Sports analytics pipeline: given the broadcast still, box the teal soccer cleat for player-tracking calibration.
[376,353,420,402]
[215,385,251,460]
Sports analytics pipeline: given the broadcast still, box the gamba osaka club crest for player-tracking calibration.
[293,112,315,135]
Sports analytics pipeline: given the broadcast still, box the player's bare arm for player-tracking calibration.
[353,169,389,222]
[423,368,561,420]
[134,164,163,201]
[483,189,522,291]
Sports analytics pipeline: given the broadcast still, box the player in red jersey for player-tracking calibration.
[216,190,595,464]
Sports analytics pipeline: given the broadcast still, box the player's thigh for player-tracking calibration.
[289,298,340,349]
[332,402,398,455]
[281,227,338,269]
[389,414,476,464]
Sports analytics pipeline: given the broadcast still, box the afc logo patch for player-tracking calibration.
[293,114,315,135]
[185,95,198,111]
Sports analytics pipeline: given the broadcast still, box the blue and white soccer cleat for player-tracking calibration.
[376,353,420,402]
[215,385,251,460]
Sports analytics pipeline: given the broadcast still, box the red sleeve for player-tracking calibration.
========================================================================
Instructions for the task
Update every item above by replacing "broadcast still" with "match frame" and leaving the rest of each line untouched.

Answer to this exercise
Sports analytics pipeline: given the match frame, box the teal soccer cleat for player-tracking calibration.
[376,353,420,402]
[215,385,251,460]
Sports analytics pipeline: given the match frame, box the gamba osaka club crest for player-tracking calibration.
[293,112,315,135]
Sports analytics pipeline: given the match frame, box the player's bare arm for player-tracking calibration.
[353,169,389,222]
[423,368,561,420]
[134,164,163,201]
[483,189,522,291]
Sports analytics pipeline: given the match frame, box the player in red jersey for player-tracking calibration.
[216,190,595,464]
Sports analytics pipeline: given the match frame, box the player's thigh for player-tracking calibration.
[289,298,340,349]
[332,402,398,455]
[281,227,338,269]
[389,414,476,464]
Sports analytics pipeline: given the match frame, box the afc logo patch for player-tracking calibration.
[293,114,315,135]
[185,95,198,111]
Sports analytics pipeline: given the match frame, box the blue and white soccer cleat for player-tracking calibration.
[376,353,420,402]
[215,385,251,460]
Sports analytics pipeline: given the match frame, box the red sleeve for player-tracking calibration.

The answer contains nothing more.